Write out every single entry exactly.

[start]

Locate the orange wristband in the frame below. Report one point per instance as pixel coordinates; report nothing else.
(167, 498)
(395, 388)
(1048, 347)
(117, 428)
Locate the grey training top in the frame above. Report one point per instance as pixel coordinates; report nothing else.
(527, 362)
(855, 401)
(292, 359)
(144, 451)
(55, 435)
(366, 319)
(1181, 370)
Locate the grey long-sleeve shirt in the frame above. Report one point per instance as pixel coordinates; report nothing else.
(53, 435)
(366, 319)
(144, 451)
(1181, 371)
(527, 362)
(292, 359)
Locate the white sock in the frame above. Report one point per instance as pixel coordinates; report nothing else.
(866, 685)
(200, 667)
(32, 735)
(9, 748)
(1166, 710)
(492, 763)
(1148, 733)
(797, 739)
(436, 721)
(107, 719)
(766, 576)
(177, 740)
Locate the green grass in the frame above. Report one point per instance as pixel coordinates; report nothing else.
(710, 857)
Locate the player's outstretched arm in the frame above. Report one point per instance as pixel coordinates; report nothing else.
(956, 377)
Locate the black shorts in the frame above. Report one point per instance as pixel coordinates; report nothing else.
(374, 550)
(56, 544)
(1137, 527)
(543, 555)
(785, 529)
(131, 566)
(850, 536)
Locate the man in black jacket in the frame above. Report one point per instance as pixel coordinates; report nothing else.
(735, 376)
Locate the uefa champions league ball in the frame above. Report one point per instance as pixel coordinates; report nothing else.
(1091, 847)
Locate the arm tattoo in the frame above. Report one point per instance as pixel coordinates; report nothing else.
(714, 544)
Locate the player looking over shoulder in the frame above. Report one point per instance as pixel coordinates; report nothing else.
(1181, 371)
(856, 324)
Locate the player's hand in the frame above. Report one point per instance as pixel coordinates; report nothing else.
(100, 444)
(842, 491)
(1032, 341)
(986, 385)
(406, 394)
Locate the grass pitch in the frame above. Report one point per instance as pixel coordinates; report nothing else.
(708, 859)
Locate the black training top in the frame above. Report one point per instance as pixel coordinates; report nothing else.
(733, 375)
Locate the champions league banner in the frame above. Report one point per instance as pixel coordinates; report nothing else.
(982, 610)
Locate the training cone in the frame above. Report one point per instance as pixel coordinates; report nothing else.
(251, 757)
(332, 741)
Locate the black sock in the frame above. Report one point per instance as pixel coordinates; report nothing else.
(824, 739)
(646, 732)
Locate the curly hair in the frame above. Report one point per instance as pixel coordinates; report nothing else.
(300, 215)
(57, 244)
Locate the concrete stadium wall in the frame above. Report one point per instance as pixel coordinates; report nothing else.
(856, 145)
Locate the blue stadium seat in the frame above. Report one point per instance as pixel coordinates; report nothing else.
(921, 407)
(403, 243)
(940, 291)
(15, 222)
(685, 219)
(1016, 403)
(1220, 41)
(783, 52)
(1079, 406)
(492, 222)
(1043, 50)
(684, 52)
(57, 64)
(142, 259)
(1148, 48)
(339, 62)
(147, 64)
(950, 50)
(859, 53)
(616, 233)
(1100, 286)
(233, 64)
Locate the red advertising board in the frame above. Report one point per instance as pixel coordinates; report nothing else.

[end]

» **RESULT OF THIS TASK**
Locate the orange wristband in the frame below. Report one point per instance as pixel coordinates; report nothing else.
(167, 498)
(395, 388)
(1048, 347)
(117, 428)
Locate the grey training top in the frame above. Report one point per instance as pixel coordinates; report nothing else.
(527, 362)
(855, 401)
(292, 359)
(144, 451)
(55, 435)
(366, 319)
(1181, 370)
Locate the grey long-sleeve shirt in the frame above. Report one point per instance as pixel coordinates; report nothing else.
(53, 435)
(366, 319)
(144, 451)
(1181, 371)
(527, 362)
(292, 359)
Locate the white sock in the frame above. Report one point per instance as pixel coordinates; report nothing else.
(866, 685)
(200, 667)
(32, 735)
(9, 748)
(1166, 710)
(492, 763)
(1148, 733)
(797, 739)
(436, 721)
(107, 719)
(766, 576)
(177, 740)
Locate the green grass in the frame above. Report one point per instance as pixel coordinates; report nothing else.
(710, 857)
Locate the player's outstretched arm in the frame above. Report one point per instance as pixel coordinates; report nothing else.
(956, 377)
Locate the black shorts in the frame above. Report one point per instance as pixel coordinates; report nothing else.
(374, 550)
(56, 544)
(1137, 527)
(543, 555)
(785, 529)
(131, 566)
(850, 536)
Locate the man in black jacket in the frame above. Report one point per instance as pixel coordinates; report nothing else.
(735, 376)
Locate the uefa champions league ball in the frame above. Report one point per instance as pixel coordinates; report nothing else.
(1091, 847)
Locate the arm tattoo in the frame above. Report one point per instance as pixel coordinates; report nothing else.
(714, 544)
Locate the player looking over shoulder in the frame above. Report one point per instance as pixel coordinates; report nothing else.
(1181, 371)
(856, 324)
Locate the player's hand in the frame above. Report one point per instance as pixel coordinates; report nothing else.
(100, 444)
(842, 491)
(1032, 341)
(986, 385)
(406, 394)
Locate the grass pitch in the frame above. Report one point per instance as pixel coordinates; report nothing else.
(708, 859)
Locate the black training top in the frame above. Report one point per instance as pixel coordinates; report nothing else.
(733, 375)
Locate the champions league banner in the frame above. Report one point per instance as pixel coordinates; report nothing else.
(982, 610)
Locate the training cone in the frame above. Report one point per instance as pixel coordinates; report nothing else.
(251, 757)
(332, 741)
Locate the black sock in the frame above. Report one point per instance as pixel coordinates; report nothing else.
(824, 739)
(646, 732)
Locate the curly hair in the frame above. Report one point per instance as pixel coordinates; report nothing else.
(300, 215)
(57, 244)
Locate the concrete stadium wall in the frame above. Report one point per instance as pixel coordinates; report nothing else.
(856, 145)
Locate the blue stadium seat in the frame above. Report one point per instance as pixel coordinates; report nothing else.
(921, 407)
(403, 243)
(940, 291)
(15, 222)
(685, 219)
(1016, 403)
(1220, 41)
(783, 52)
(1079, 406)
(492, 222)
(1043, 50)
(684, 52)
(57, 64)
(142, 259)
(1148, 48)
(339, 62)
(147, 64)
(950, 50)
(859, 53)
(616, 233)
(1100, 286)
(233, 64)
Locate the red advertising board in the frame above. Report one point per instance as pixel coordinates; report nothing else.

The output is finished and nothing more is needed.